[PROMPT]: Count the lines in the records below that contain the word "leaf". Give only the number.

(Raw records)
◇ ◇ ◇ ◇ ◇
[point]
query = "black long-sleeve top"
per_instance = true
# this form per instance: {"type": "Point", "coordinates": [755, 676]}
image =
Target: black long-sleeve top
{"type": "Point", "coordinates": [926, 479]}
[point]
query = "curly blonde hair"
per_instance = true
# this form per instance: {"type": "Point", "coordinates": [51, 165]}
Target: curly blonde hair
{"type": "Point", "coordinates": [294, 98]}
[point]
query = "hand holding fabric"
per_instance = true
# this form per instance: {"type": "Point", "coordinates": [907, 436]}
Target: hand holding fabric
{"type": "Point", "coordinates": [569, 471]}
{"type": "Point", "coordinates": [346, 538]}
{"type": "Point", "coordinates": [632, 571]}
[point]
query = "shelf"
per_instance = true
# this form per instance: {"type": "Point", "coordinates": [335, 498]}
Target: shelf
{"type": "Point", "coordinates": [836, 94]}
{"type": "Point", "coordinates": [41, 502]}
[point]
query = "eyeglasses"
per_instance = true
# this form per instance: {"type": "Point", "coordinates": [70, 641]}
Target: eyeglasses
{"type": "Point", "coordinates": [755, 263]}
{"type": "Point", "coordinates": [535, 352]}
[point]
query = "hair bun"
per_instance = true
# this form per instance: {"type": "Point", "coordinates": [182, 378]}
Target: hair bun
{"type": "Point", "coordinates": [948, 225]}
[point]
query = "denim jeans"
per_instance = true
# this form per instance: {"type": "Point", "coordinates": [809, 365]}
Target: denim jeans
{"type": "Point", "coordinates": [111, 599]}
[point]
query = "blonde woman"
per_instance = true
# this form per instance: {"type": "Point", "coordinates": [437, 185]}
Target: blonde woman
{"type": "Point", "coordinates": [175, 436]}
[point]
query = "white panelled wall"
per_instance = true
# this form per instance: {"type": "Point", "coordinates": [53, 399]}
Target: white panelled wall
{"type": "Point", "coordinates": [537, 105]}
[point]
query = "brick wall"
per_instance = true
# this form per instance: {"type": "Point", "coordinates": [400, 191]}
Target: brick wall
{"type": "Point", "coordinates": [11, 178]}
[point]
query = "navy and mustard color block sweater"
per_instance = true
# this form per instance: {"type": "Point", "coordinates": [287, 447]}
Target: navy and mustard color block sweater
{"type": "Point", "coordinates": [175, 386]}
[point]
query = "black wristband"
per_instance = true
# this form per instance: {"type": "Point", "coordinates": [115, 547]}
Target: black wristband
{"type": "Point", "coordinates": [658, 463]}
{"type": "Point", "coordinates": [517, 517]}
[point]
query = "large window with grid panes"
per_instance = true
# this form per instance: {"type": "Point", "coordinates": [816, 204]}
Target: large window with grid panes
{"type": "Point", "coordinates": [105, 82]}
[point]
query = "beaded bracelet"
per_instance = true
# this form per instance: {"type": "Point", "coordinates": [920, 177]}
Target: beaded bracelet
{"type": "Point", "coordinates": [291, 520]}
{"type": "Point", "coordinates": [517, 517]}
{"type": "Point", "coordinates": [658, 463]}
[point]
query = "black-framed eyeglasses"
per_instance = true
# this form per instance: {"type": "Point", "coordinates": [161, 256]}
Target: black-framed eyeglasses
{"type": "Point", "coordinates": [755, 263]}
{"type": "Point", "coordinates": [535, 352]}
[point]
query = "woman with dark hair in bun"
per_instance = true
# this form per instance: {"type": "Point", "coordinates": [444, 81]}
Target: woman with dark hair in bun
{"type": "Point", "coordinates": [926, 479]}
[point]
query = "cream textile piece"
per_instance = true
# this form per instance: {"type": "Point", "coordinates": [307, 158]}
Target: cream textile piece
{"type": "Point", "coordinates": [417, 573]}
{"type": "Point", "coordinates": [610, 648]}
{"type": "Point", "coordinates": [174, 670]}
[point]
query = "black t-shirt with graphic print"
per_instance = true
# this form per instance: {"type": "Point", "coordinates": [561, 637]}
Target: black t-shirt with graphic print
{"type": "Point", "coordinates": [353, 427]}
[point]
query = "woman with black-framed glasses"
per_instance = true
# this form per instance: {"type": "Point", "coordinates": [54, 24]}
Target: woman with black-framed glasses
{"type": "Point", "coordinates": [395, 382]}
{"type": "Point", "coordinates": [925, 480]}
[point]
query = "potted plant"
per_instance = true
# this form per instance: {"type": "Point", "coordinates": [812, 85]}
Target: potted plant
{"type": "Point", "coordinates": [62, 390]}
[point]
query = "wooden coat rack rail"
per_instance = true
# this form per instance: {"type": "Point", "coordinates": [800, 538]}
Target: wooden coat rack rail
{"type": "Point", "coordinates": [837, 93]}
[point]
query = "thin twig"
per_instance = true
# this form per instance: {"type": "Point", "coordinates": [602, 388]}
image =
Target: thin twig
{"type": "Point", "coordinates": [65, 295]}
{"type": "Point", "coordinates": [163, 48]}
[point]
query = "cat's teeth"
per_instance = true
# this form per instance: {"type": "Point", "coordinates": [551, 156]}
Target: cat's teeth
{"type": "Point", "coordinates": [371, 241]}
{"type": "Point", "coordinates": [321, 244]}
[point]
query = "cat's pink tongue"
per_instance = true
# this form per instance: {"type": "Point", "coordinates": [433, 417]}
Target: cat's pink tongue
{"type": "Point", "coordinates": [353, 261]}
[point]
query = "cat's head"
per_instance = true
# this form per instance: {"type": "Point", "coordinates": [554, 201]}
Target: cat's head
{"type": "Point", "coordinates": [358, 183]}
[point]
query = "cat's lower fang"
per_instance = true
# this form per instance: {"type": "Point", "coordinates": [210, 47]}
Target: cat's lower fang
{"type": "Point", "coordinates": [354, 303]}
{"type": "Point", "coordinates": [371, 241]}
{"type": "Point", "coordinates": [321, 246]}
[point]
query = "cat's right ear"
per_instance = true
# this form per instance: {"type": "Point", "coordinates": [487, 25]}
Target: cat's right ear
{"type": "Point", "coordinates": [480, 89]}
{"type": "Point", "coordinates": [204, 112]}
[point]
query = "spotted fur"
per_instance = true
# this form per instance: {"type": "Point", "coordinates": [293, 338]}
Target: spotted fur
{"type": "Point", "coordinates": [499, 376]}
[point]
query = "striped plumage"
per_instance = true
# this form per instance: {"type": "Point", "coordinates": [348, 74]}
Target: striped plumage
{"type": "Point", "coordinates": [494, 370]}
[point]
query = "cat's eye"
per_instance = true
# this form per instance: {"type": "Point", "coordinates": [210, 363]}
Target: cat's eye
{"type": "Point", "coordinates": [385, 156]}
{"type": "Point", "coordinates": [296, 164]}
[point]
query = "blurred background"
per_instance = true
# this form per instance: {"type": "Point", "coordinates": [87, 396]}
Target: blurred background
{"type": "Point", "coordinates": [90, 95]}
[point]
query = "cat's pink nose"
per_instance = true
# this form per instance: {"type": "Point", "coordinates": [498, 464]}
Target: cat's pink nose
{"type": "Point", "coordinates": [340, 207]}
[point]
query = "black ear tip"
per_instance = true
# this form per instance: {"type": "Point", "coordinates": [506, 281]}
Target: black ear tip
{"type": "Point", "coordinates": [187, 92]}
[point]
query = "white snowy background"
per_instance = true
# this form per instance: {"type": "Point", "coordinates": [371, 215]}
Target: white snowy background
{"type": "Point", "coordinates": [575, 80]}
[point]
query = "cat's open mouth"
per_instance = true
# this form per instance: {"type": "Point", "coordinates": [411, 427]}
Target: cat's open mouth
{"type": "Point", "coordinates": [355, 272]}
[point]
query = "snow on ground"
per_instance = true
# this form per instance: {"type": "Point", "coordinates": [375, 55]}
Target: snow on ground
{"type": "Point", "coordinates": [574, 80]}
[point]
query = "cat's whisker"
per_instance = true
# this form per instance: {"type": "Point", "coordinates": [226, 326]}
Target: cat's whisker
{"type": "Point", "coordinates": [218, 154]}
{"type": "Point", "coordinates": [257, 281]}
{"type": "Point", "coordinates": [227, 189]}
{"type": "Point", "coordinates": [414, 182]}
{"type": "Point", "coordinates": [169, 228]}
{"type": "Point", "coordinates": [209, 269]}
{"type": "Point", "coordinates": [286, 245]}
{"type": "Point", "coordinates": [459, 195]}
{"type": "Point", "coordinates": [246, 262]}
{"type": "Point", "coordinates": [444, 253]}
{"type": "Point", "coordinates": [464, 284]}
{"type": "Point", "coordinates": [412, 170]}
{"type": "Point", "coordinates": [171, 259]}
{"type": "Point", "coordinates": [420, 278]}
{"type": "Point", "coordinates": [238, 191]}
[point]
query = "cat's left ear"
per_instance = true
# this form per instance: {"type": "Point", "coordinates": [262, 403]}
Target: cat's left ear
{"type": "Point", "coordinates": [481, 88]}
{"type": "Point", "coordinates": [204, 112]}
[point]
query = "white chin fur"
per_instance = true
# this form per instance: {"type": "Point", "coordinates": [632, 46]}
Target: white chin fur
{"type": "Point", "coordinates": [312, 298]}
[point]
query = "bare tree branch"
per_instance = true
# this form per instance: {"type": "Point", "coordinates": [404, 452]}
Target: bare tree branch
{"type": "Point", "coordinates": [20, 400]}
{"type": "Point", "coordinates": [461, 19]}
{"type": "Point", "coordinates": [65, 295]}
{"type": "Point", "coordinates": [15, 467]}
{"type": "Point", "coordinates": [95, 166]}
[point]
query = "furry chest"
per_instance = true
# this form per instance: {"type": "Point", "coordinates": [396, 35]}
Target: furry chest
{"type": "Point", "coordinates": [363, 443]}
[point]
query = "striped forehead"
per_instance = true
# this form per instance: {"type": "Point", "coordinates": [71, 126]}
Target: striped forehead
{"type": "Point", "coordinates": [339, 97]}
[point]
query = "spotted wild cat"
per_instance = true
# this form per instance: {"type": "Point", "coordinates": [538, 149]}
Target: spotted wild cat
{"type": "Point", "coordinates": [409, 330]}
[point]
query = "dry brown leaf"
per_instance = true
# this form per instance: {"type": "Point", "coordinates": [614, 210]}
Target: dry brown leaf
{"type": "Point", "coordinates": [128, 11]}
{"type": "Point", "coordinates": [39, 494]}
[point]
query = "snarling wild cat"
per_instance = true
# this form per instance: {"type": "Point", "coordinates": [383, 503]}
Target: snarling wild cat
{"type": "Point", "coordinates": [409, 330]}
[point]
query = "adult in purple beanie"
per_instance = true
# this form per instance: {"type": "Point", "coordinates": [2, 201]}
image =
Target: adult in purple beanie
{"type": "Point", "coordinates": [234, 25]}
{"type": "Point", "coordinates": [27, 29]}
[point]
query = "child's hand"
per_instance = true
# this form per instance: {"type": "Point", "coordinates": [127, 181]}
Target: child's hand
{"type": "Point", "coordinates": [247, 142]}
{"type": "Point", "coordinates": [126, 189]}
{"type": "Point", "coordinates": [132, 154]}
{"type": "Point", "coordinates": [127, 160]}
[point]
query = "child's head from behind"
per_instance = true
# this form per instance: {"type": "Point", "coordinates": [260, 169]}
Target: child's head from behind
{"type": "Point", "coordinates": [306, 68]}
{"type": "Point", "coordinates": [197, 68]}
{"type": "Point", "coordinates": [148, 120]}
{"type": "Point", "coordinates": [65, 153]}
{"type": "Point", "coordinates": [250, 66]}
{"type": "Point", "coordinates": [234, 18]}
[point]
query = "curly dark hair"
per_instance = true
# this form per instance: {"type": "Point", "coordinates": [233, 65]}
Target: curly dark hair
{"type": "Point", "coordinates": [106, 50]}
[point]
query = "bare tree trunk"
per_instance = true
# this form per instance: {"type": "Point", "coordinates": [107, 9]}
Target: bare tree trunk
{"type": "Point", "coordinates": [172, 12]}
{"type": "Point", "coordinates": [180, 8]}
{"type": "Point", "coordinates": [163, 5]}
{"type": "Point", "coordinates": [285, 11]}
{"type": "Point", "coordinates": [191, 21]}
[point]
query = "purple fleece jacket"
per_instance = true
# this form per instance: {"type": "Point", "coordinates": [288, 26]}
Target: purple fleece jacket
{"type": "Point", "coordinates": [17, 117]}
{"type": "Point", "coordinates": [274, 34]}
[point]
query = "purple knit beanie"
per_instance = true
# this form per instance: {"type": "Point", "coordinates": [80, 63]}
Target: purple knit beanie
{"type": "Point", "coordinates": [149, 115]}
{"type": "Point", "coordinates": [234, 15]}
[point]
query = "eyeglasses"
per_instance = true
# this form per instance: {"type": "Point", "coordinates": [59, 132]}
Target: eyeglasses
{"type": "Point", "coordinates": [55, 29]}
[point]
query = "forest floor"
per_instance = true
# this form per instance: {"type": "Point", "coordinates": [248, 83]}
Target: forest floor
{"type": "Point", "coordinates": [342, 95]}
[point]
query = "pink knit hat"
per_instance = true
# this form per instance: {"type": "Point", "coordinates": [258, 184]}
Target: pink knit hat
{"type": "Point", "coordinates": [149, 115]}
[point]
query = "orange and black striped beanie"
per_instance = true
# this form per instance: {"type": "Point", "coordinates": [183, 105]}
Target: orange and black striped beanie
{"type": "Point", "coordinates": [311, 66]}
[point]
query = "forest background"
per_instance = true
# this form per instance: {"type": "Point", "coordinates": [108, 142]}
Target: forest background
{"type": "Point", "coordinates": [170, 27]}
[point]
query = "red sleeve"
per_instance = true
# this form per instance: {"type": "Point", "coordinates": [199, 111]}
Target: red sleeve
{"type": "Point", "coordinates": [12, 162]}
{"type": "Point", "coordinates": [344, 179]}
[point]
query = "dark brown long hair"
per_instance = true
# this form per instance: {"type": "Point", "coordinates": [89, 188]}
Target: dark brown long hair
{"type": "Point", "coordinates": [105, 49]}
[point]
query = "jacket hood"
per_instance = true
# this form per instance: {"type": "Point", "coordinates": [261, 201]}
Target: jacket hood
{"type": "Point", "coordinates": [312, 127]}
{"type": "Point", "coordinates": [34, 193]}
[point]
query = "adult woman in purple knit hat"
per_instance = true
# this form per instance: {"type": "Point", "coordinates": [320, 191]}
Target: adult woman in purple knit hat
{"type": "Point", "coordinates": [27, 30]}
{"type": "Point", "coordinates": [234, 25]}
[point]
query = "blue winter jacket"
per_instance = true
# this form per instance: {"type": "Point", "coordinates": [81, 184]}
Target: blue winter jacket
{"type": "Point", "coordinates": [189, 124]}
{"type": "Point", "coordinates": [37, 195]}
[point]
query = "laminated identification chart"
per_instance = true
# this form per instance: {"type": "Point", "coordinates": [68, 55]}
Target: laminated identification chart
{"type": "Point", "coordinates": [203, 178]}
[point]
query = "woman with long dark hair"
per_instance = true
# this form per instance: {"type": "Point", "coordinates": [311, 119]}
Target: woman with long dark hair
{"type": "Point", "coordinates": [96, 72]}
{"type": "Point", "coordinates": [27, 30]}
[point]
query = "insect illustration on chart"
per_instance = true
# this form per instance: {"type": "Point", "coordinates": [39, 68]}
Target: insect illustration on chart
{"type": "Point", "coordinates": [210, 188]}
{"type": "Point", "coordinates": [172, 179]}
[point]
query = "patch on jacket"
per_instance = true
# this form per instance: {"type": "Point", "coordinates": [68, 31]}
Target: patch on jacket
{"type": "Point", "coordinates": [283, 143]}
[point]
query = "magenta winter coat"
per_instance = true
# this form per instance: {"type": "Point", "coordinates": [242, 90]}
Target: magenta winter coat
◇ ◇ ◇ ◇ ◇
[RESULT BELOW]: 2